● SUMBER:
#####

Mata-mata China Bergerilya di LinkedIn
Intelijen AS pun bergerilya dan menemukan indikasi penggunaan media sosial LinkedIn oleh agen asing untuk melakukan mata-mata.
Ketika China Merekrut Mata-mata Lewat LinkedIn

Intelijen AS pun bergerilya dan menemukan indikasi penggunaan media sosial LinkedIn oleh agen asing untuk melakukan mata-mata.

Andi Nugroho | Rabu, 11 September 2019 - 16:15 WIB

Washington, Cyberthreat.id – Jika suatu kali ada seseorang di media sosial menawari Anda sebuah hadiah pergi ke luar negeri, apakah Anda menerimanya?

Barangkali Anda akan berpikir dua kali: jangan-jangan ini penipuan?

#####

● DATA LATIHAN:
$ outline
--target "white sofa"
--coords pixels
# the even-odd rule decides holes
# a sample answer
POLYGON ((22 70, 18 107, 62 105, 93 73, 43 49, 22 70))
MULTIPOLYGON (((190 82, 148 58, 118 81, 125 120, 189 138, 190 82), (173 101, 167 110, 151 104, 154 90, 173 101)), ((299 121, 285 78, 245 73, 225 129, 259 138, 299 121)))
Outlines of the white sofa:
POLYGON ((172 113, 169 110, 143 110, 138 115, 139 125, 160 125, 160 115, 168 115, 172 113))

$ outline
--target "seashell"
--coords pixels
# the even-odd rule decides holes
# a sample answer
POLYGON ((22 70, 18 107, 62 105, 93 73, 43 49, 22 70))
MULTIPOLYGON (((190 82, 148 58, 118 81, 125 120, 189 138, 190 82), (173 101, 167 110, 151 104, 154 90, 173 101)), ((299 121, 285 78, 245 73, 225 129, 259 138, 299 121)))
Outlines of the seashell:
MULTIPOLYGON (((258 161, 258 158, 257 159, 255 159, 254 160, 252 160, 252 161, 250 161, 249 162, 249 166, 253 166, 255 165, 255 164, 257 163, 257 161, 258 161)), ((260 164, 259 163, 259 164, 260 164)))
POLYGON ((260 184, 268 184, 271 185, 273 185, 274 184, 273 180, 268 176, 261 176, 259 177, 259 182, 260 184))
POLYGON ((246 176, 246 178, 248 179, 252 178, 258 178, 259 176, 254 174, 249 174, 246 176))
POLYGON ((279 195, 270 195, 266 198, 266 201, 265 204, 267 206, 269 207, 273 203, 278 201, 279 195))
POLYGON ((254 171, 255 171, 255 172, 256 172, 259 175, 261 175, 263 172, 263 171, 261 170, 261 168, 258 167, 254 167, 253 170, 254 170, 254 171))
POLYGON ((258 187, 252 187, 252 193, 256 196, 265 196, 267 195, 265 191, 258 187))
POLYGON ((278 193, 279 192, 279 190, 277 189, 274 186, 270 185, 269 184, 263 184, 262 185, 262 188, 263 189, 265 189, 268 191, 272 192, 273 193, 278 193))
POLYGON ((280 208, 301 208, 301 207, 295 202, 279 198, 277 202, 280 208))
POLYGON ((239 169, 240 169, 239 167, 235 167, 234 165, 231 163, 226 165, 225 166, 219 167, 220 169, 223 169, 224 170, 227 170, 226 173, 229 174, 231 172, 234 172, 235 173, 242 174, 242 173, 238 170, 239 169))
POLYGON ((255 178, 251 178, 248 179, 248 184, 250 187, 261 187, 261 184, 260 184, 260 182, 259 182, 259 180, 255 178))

#####

● PETUNJUK 1: Berdasarkan sumber tentang mata-mata China di LinkedIn, kapan artikel tersebut diterbitkan?
● PETUNJUK 2: Salin tanpa perubahan baris-baris data latihan, mulai dari baris pertama hingga baris yang memuat "POLYGON ((172 113, 169", termasuk kedua baris tersebut.

● PENYELESAIAN 1: Rabu, 11 September 2019, pukul 16:15 WIB.

● PENYELESAIAN 2:
$ outline
--target "white sofa"
--coords pixels
# the even-odd rule decides holes
# a sample answer
POLYGON ((22 70, 18 107, 62 105, 93 73, 43 49, 22 70))
MULTIPOLYGON (((190 82, 148 58, 118 81, 125 120, 189 138, 190 82), (173 101, 167 110, 151 104, 154 90, 173 101)), ((299 121, 285 78, 245 73, 225 129, 259 138, 299 121)))
Outlines of the white sofa:
POLYGON ((172 113, 169 110, 143 110, 138 115, 139 125, 160 125, 160 115, 168 115, 172 113))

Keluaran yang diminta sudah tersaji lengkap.